▶ [BRIEF 1] In the text on the biopsy risk score, what precision-recall AUC did the score reach in the external validation cohort?
▶ [BRIEF 2] Carry on the text on the biopsy risk score after its last sentence.

▶ [SUPPLIED TEXT]
= = = = = = =

Given the relatively low prevalence of diagnostic biopsies, we also assessed performance using Precision-Recall curves. The score showed good discrimination with a precision–recall AUC (PR-AUC) of 0.83 in the internal validation test set and 0.72 in the external validation cohort. A detailed analysis of performance metrics across scores 30–70 is provided in Supplementary Table S4. Statistically, the optimal balance between sensitivity and precision (highest F1-score and Balanced Accuracy) was observed at a score of 40–50. However, the pre-specified cut-off of 60 prioritized specificity ( > 95%) and Positive Predictive Value (PPV) ( > 79%), ensuring a high safety margin for identifying candidates for invasive biopsy.

Sensitivity analyses

In the sensitivity analysis on different EMB diagnoses using 10-fold cross-validation on the derivation dataset, the score significantly outperformed in predicting cardiac amyloidosis (AUC 0.98, 95% CI 0.97-0.99) compared with other EMB diagnoses (AUC 0.77, 95% CI 0.72-0.82; Venkatraman’s test for two unpaired ROC curves, p < 0.01). This better performance in predicting cardiac amyloidosis was confirmed in the external validation dataset (amyloidosis AUC 0.96, 95% CI 0.93–0.99; other EMB diagnoses AUC 0.76, 95% CI 0.68-0.85; Venkatraman’s test, p < 0.01) (Fig. 6).Fig. 6. Diagnostic performance of the derived risk score for amyloidosis.ROC curves for the derived score in the overall dataset using 10-fold cross-validation for the prediction of an amyloidosis-positive endomyocardial biopsy vs other diagnosis (on the left) and in the external validation set (on the right).

When quartiles of enrollment were considered, no significant difference was present for AUC when stratified by quartile of enrollment neither in the derivation nor the external validation dataset (Supplementary Table S5), the same was accurate when considering patients with a shorter vs longer symptom duration (symptom duration ≤ 3 months AUC 0.90, 95% CI 0.85-0.94; symptom duration >3 months AUC 0.94, 95% CI 0.89-0.98; Venkatraman’s test, p = 0.08).

When the score model was compared with the complete random forest model in the internal validation test, the complete RF model achieved an AUC of 0.95, slightly superior to that of the point score (AUC 0.91) (Supplementary Fig. S3). While the RF model demonstrated superior calibration (Brier score 0.051 vs 0.081) and higher precision in the top 20% risk decile (PPV 87.2% vs 72.2%), the precision-recall curves showed extensive overlap, indicating that the majority of the diagnostic signal was captured in both models. In the external cohort, the complete RF model achieved an AUC of 0.83, comparable to that of the point score (AUC 0.82) (Supplementary Fig. S4). Furthermore, the Brier scores and PPVs in the top 20% risk decile were similar between the point score and complete RF models (0.184 vs 0.181 for the Brier Score, and 77.1% vs 82.9% for PPV).

In the sensitivity analysis excluding patients with amyloidosis, the DCA score retained a positive albeit less prominent Net Benefit across the probability threshold range of 22% to 56% (Supplementary Fig. S2, right panel).

= = = = = = =

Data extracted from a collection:

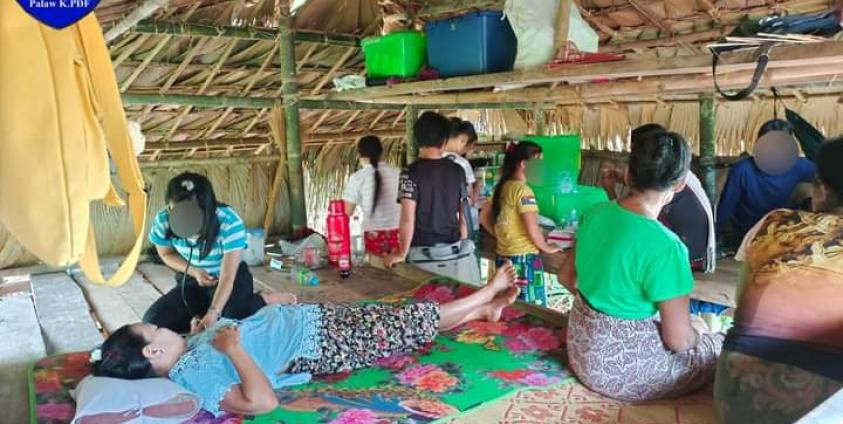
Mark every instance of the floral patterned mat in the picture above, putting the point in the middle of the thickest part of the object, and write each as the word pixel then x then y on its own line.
pixel 460 371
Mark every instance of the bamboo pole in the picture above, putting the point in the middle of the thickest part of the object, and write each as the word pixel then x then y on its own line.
pixel 131 99
pixel 290 104
pixel 146 9
pixel 308 139
pixel 798 56
pixel 279 128
pixel 193 163
pixel 620 91
pixel 563 25
pixel 410 137
pixel 242 33
pixel 708 145
pixel 538 115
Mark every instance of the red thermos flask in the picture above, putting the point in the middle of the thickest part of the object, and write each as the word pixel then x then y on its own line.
pixel 339 237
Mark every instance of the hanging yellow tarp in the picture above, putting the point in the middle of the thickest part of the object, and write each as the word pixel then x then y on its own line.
pixel 60 118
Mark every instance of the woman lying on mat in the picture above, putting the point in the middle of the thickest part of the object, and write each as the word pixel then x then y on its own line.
pixel 234 366
pixel 202 240
pixel 784 356
pixel 629 267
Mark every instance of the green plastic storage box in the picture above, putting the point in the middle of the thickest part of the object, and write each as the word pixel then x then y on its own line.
pixel 399 54
pixel 561 158
pixel 559 206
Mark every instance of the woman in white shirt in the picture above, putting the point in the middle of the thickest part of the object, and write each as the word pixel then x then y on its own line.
pixel 375 189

= = = = = = =

▶ [EXPECTED ANSWER 1] 0.72

▶ [EXPECTED ANSWER 2]
Lastly, we assessed the influence of era and data missingness on our results. As detailed in Supplementary Fig. S5, the completeness of CMR and biomarker data improved significantly over the study period. Sensitivity analyses confirmed the score’s robustness despite these temporal shifts. In the “modern” cohort (2011–2018, n = 360), the score achieved an AUC of 0.90 (95% CI 0.86–0.94), which was statistically comparable to that of the historic cohort (AUC 0.89; p = 0.75). In the complete case sensitivity analysis, in which only patients with no missing data (n = 203) were considered, the score maintained a similar AUC of 0.93 (95% CI 0.87–0.98), with stable results despite imputation.

Discussion

We derived, internally and externally validated in a different country, an ML-driven clinical score to predict the diagnostic yield of EMB in patients with HF (Graphical abstract). In this setting, we showed that: 1) EMB leads to a definitive diagnosis in only ~20% of cases involving HF of unknown etiology; 2) patients with a diagnostic EMB tend to have a more severe clinical phenotype; and 3) the primary predictors of a diagnostic EMB were specific LGE features on CMR, along with eGFR and NT-proBNP levels.

The score performed best in predicting cardiac amyloidosis, while still demonstrating reasonable discriminatory power in identifying other myocardial diseases.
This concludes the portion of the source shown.